Instructions to follow ▸
Rewrite as a numbered list only the lines of the data below between the line holding "like [(766, 692)]." and the line holding "[(810, 509)]", both included, and leave out any blank lines.
========================================
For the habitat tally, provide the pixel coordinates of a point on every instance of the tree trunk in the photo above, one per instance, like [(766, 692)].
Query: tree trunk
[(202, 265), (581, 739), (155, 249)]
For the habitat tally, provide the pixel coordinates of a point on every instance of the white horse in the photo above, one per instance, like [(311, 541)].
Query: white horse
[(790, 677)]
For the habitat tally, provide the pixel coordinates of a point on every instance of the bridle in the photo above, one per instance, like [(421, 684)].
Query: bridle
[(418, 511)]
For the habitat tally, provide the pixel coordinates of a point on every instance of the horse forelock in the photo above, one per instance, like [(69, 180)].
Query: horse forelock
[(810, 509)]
========================================
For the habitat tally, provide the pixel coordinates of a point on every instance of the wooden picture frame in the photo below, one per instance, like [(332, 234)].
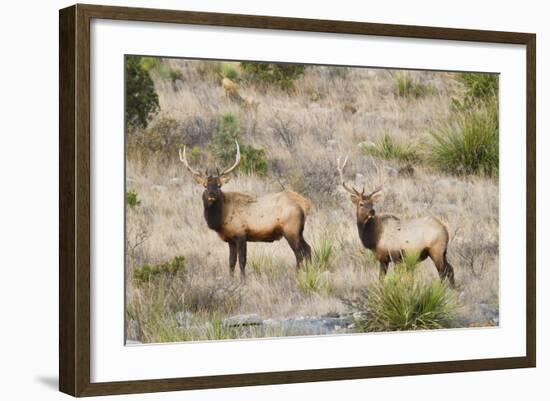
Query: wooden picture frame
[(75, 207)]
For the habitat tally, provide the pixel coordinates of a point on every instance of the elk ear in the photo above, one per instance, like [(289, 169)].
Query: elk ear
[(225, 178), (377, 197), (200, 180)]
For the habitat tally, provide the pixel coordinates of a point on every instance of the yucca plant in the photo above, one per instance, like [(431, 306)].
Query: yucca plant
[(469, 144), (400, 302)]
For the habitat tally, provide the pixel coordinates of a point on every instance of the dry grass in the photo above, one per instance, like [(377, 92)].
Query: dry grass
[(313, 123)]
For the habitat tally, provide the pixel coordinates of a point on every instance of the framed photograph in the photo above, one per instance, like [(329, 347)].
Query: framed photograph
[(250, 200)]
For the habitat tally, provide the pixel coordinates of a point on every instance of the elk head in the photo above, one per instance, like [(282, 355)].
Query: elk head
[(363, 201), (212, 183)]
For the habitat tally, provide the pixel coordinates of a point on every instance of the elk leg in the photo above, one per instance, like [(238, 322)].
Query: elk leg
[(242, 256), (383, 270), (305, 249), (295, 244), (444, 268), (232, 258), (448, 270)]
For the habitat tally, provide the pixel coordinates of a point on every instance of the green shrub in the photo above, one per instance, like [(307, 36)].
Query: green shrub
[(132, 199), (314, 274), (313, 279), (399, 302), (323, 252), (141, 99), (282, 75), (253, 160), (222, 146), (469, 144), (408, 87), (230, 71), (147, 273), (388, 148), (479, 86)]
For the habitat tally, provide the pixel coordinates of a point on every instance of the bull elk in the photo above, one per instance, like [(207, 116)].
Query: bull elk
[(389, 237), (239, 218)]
========================================
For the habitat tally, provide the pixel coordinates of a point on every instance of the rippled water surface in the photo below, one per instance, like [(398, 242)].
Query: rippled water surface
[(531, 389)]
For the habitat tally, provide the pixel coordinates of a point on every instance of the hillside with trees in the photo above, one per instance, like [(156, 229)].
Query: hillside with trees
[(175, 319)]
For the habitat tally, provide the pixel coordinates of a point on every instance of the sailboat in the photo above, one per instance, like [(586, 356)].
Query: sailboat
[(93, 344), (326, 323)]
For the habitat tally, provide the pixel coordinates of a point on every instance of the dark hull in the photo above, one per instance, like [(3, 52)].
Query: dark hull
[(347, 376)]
========================================
Answer to this exercise ▸
1. For the habitat tally, provide the pixel coordinates of a point on every instance of the tree trunk in the photo above, one per instance, like [(766, 692)].
2. Query: tree trunk
3. [(202, 265), (581, 739), (155, 249)]
4. For the habitat tally, provide the pixel coordinates of a point on every instance of the white horse in the photo above, one per instance, like [(311, 541)].
5. Query: white horse
6. [(790, 677)]
7. For the habitat tally, provide the pixel coordinates of a point on every instance of the bridle in the photo above, one per instance, like [(421, 684)].
8. Query: bridle
9. [(418, 511)]
10. For the habitat tally, provide the pixel coordinates of a point on every instance of the horse forelock in the photo above, one per instance, like [(69, 180)].
11. Query: horse forelock
12. [(810, 509)]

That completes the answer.